## 作業データ
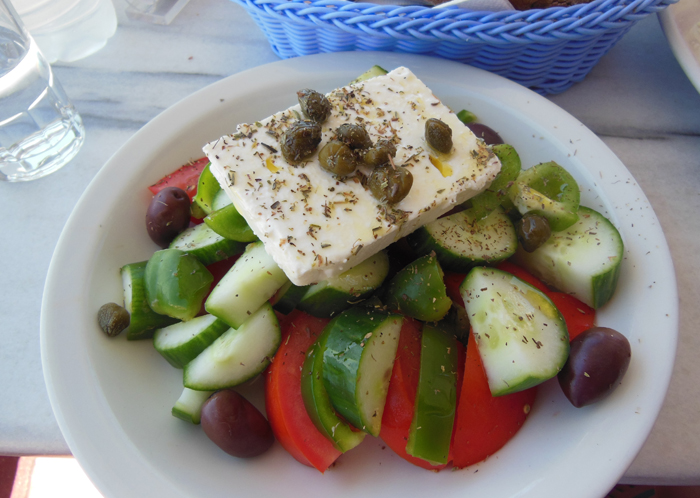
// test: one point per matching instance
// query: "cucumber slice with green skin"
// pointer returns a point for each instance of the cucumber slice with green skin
(370, 73)
(419, 291)
(357, 363)
(229, 223)
(548, 190)
(330, 297)
(182, 342)
(236, 356)
(497, 193)
(207, 188)
(144, 320)
(287, 298)
(521, 336)
(318, 403)
(436, 400)
(252, 280)
(188, 407)
(583, 260)
(206, 245)
(176, 284)
(462, 240)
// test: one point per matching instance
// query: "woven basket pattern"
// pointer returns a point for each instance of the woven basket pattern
(547, 50)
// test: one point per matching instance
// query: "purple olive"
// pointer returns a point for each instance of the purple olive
(485, 133)
(168, 215)
(235, 425)
(598, 360)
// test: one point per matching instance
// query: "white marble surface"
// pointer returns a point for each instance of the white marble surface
(638, 100)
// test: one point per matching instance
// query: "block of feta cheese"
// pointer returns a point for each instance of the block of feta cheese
(316, 225)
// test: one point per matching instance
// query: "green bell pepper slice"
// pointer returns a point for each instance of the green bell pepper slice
(176, 283)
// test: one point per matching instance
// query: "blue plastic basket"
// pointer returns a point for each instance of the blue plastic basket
(547, 50)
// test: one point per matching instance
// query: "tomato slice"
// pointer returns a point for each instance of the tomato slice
(578, 316)
(285, 407)
(484, 424)
(185, 178)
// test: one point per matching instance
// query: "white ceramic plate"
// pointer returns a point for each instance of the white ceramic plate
(681, 25)
(112, 398)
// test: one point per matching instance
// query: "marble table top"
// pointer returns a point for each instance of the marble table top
(637, 99)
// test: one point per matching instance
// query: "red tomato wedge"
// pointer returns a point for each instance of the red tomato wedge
(484, 424)
(578, 316)
(401, 397)
(185, 178)
(285, 407)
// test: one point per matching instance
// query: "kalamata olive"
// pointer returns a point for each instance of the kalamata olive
(354, 135)
(300, 141)
(314, 105)
(390, 184)
(337, 158)
(533, 230)
(598, 360)
(379, 153)
(438, 135)
(168, 215)
(235, 425)
(485, 133)
(113, 319)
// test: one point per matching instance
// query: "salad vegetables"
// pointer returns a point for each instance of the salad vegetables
(436, 345)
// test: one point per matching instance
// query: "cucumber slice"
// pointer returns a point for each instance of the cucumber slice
(252, 280)
(206, 245)
(287, 297)
(207, 188)
(370, 73)
(176, 283)
(143, 319)
(547, 190)
(462, 240)
(583, 260)
(236, 356)
(521, 336)
(330, 297)
(436, 400)
(466, 116)
(229, 223)
(318, 403)
(188, 407)
(358, 359)
(419, 291)
(182, 342)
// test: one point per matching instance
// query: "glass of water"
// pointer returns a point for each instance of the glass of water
(40, 130)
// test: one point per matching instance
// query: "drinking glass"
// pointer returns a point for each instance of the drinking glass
(40, 130)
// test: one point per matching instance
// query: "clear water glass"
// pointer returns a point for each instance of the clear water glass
(40, 130)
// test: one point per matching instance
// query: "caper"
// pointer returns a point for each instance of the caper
(113, 319)
(300, 141)
(438, 135)
(354, 135)
(379, 153)
(314, 105)
(337, 158)
(533, 230)
(390, 184)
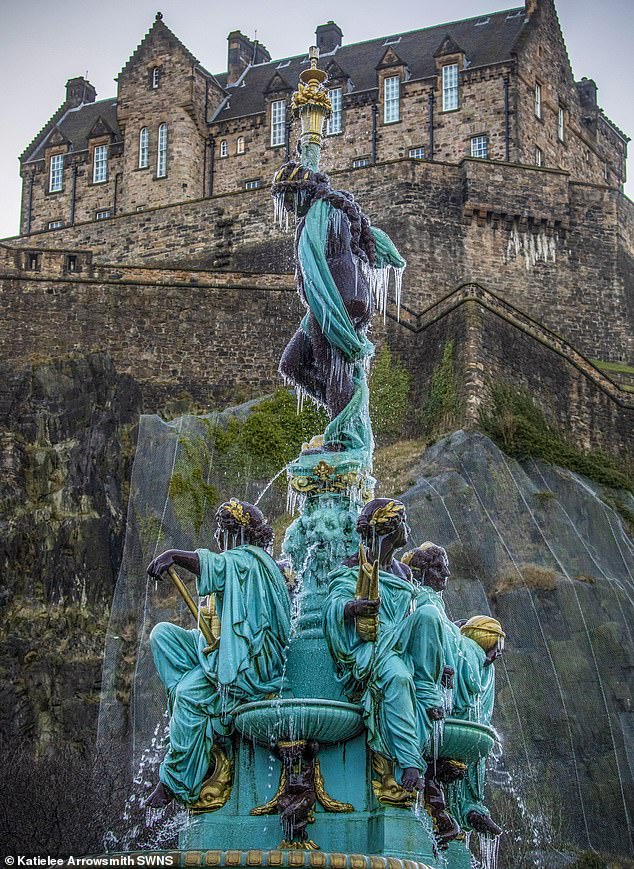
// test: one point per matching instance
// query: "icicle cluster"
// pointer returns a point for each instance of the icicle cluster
(379, 281)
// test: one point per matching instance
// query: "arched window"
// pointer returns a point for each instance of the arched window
(161, 160)
(144, 148)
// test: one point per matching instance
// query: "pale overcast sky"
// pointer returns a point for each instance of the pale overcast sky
(42, 44)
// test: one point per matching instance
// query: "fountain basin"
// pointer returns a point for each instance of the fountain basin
(466, 741)
(327, 721)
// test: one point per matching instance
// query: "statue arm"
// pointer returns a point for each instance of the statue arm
(171, 558)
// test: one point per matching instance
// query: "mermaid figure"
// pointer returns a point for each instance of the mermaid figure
(342, 261)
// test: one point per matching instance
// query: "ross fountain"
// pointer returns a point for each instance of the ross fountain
(334, 675)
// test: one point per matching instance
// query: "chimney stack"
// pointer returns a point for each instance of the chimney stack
(241, 53)
(328, 37)
(78, 91)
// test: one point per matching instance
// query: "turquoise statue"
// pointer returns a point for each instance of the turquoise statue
(471, 647)
(394, 670)
(204, 683)
(338, 672)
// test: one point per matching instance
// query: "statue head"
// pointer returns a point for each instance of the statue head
(383, 521)
(429, 565)
(485, 631)
(239, 523)
(296, 186)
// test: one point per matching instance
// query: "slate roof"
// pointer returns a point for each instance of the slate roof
(76, 124)
(485, 40)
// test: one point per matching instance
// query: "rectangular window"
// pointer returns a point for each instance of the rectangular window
(100, 164)
(450, 87)
(560, 124)
(333, 124)
(480, 147)
(161, 157)
(538, 100)
(144, 148)
(278, 122)
(57, 169)
(391, 109)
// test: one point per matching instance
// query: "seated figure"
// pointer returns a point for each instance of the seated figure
(470, 649)
(395, 669)
(205, 684)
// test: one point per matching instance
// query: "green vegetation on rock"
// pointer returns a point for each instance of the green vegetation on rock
(519, 428)
(390, 384)
(440, 411)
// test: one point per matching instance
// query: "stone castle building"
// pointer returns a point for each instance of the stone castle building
(146, 230)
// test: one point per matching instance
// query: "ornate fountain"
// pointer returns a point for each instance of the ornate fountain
(304, 774)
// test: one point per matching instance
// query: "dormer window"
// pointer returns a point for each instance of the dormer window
(278, 122)
(333, 124)
(56, 173)
(450, 87)
(100, 164)
(391, 108)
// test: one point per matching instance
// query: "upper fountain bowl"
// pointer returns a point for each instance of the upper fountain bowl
(327, 721)
(466, 741)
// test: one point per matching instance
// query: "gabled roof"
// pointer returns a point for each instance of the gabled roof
(485, 40)
(77, 124)
(159, 30)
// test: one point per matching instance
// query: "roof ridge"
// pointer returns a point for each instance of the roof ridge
(159, 24)
(445, 24)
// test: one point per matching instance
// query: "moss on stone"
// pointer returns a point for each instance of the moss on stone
(440, 411)
(390, 384)
(519, 428)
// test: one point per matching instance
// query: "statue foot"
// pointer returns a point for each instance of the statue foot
(160, 797)
(482, 823)
(447, 829)
(412, 780)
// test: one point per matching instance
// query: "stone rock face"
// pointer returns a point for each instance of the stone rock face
(66, 441)
(536, 547)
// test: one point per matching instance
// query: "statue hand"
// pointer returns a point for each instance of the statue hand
(161, 563)
(447, 677)
(412, 779)
(361, 607)
(436, 713)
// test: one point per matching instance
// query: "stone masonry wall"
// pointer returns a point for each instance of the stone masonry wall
(551, 247)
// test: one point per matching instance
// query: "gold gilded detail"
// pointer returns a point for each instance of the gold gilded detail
(386, 789)
(216, 789)
(237, 511)
(384, 515)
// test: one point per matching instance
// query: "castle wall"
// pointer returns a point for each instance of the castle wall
(544, 243)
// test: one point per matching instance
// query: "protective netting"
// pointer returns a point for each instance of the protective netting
(533, 545)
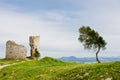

## 演習課題
上の記録のうち、語「olive」を含む行を数えてください。答えは行数のみとする。

## 演習解答
4